• _WHAT YOU SHOULD DO_
Repeat exactly, and only, the lines from the one containing "Could you please pick out the evergreen" through the end of the records.

>>>>>

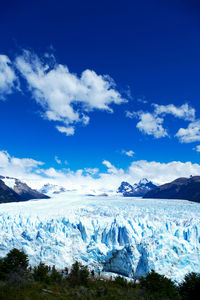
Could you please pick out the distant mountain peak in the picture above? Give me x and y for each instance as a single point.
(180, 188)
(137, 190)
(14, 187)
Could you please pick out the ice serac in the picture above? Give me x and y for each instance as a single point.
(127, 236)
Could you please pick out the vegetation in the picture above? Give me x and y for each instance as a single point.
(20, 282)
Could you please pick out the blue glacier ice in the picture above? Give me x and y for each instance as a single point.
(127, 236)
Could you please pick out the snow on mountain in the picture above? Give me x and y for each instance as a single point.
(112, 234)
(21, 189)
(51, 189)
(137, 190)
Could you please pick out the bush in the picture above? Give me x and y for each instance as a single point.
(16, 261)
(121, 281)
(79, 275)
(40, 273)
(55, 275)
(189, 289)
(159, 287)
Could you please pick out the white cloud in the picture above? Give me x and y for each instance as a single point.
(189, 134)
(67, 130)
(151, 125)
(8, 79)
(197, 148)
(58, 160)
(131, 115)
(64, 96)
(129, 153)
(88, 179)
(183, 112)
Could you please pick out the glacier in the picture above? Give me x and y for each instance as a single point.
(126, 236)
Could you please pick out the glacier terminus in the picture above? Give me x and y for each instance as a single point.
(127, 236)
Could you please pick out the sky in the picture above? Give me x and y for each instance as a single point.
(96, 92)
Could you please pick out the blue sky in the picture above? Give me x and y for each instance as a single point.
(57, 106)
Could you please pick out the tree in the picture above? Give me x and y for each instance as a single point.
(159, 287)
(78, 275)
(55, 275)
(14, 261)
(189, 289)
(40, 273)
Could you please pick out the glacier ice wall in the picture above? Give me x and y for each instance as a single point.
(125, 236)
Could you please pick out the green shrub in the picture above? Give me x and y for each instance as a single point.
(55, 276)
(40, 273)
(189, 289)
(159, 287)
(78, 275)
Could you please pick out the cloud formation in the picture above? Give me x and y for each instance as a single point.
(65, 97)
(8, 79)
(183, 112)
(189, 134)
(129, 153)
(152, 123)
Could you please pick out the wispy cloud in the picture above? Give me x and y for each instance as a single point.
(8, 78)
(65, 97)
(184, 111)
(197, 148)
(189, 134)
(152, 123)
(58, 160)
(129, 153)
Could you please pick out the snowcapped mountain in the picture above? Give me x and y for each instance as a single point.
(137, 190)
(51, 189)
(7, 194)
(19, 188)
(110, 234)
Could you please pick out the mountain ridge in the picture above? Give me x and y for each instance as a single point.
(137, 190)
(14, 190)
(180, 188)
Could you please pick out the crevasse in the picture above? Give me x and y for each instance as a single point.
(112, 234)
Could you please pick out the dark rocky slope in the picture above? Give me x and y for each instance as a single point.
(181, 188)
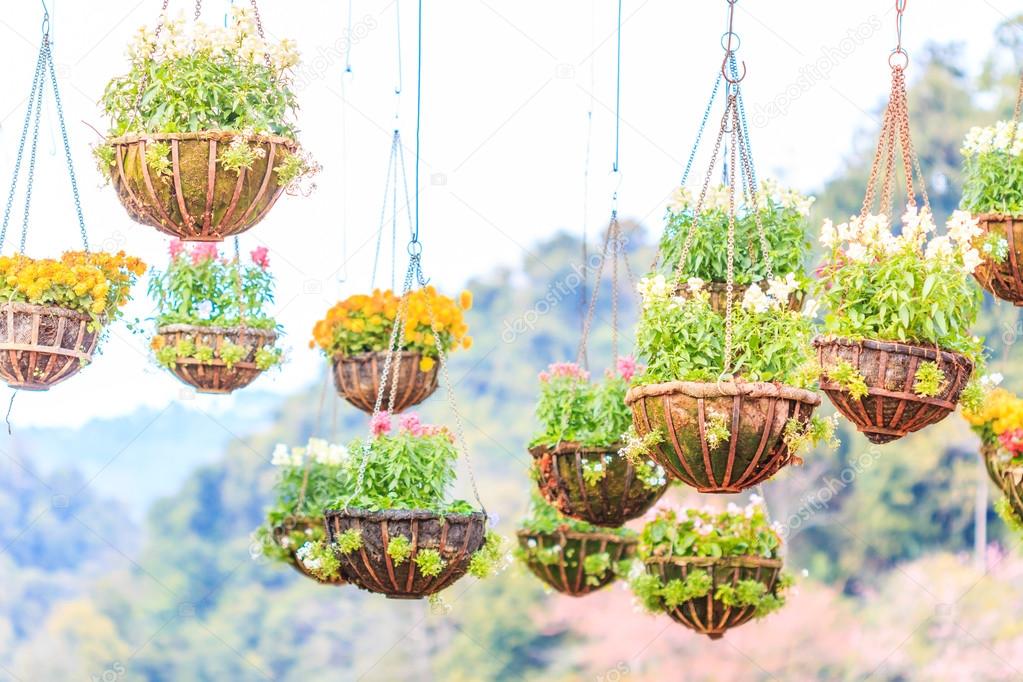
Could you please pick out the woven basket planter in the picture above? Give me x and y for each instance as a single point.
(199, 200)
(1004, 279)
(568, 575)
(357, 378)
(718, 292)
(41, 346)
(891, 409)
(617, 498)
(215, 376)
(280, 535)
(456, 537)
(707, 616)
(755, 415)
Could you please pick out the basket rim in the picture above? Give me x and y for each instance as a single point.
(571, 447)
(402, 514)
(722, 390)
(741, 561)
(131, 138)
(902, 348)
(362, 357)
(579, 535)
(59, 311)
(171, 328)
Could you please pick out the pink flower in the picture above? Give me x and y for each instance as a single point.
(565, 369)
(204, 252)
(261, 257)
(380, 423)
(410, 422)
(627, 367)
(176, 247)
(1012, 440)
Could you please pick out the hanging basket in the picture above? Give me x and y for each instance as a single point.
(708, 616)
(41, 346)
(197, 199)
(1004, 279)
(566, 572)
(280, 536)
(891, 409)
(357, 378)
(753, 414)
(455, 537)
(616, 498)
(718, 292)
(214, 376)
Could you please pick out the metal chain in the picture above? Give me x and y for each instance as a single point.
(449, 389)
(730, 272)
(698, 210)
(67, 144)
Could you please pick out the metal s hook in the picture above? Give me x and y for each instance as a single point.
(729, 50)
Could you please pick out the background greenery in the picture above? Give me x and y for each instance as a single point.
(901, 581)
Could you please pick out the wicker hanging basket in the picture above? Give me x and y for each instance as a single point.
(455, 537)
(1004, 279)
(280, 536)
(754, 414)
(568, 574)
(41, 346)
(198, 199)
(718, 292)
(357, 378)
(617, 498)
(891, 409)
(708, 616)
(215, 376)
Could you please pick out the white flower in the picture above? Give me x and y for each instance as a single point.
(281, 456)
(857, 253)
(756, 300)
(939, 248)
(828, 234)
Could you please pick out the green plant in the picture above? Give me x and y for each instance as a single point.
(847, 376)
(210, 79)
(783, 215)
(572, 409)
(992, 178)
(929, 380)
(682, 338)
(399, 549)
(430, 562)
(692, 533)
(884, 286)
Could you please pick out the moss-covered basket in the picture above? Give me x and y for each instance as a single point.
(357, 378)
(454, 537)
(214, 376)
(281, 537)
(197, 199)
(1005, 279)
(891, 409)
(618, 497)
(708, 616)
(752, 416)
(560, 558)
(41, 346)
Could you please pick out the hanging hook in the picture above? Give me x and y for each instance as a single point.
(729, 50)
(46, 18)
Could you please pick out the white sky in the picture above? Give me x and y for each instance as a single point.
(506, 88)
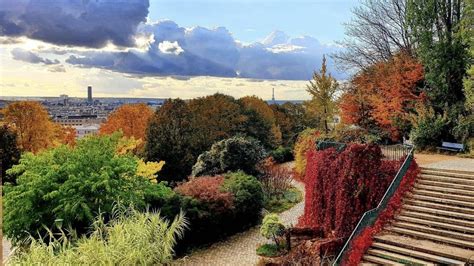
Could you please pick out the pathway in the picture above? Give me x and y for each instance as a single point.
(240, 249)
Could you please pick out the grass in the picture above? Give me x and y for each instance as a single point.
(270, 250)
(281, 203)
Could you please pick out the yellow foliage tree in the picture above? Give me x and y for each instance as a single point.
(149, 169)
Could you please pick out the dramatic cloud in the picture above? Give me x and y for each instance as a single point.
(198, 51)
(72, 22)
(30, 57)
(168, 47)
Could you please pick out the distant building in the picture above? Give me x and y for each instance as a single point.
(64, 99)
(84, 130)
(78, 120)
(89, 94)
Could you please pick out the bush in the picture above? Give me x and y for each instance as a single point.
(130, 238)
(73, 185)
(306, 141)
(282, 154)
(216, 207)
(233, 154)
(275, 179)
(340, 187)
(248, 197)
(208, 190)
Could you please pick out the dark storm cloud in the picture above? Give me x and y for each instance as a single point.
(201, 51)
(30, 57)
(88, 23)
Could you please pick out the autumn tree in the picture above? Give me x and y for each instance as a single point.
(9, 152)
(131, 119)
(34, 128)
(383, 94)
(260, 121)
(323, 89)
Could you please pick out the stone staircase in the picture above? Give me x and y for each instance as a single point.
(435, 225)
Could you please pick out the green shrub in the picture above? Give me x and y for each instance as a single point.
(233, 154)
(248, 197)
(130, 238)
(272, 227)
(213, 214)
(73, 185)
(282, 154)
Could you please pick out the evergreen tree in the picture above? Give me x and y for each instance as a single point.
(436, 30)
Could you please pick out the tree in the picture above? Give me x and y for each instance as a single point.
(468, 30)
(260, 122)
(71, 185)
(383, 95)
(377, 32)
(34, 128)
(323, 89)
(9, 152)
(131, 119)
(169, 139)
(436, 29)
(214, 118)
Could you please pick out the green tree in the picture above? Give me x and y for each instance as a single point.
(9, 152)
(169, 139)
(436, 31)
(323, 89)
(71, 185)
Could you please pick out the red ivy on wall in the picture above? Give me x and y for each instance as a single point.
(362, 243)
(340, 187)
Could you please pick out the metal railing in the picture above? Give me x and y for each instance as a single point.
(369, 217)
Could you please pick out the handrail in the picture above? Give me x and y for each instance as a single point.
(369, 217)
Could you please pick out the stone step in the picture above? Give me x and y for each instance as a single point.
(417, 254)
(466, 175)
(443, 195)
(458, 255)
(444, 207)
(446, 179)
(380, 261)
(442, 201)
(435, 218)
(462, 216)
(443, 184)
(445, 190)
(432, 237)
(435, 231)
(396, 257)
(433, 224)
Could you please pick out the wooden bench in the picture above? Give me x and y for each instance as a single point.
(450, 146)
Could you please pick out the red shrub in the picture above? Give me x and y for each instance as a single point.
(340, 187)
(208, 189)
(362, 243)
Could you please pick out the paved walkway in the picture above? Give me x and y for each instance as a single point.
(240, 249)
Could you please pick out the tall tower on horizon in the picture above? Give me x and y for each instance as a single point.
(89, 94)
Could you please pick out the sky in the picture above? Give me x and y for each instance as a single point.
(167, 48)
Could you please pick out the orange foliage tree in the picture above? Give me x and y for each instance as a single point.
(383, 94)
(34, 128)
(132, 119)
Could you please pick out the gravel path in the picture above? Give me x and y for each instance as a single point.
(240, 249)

<<<<<

• _COMPLETED TASK_
Could you please pick out the evergreen tree in the picture above? Give me x and y for each instance as a single point.
(436, 30)
Could you please pick out the tree in the picture above? Give me x and y for each instance as a single point.
(468, 30)
(260, 122)
(71, 185)
(383, 95)
(377, 32)
(34, 128)
(323, 89)
(9, 152)
(131, 119)
(169, 139)
(436, 29)
(214, 118)
Could you please pick out the green tree in the picture above? Give me x and y for each instance as a single point.
(9, 152)
(169, 139)
(436, 31)
(323, 89)
(71, 185)
Could you please pick out the red ivy on wall in the picture above? Give me x and y for each instance as a single point.
(362, 243)
(340, 187)
Could you please pick out the metal railing in the picture above? Give me x and y for each instance as a single point.
(369, 217)
Could you please pick out the handrail in the picture above? Give me x and y for each instance as a single point.
(369, 217)
Could you please pick out the stone step in the picture above? Give me x and y for each instance as a single point.
(417, 254)
(466, 175)
(443, 195)
(458, 255)
(444, 207)
(446, 179)
(380, 261)
(442, 201)
(435, 218)
(462, 216)
(443, 184)
(445, 190)
(432, 237)
(435, 231)
(396, 257)
(433, 224)
Could you please pick out the wooden bench in the picture above? Give me x and y for each instance as a single point.
(450, 146)
Could you please pick out the red shrub in the picture above? Give me x and y for each instance as a single point.
(340, 187)
(208, 189)
(362, 243)
Could you please pick out the paved walkway in the picture above? Give me x and y for each instance as a single point.
(240, 249)
Could you please pick out the tall tower on horizon in the picture above? Give me x and y for each instance as a single point.
(89, 94)
Could you please pick out the sky in the picture above? Give me x and y for each instance as a single point.
(167, 48)
Could you please pick out the orange foliage tree in the picture above? Give me x and y for each instance as a single point.
(383, 94)
(34, 128)
(132, 119)
Could you please pick out the gravel path in the picture above? Give me x and y for each instance as a single point.
(240, 249)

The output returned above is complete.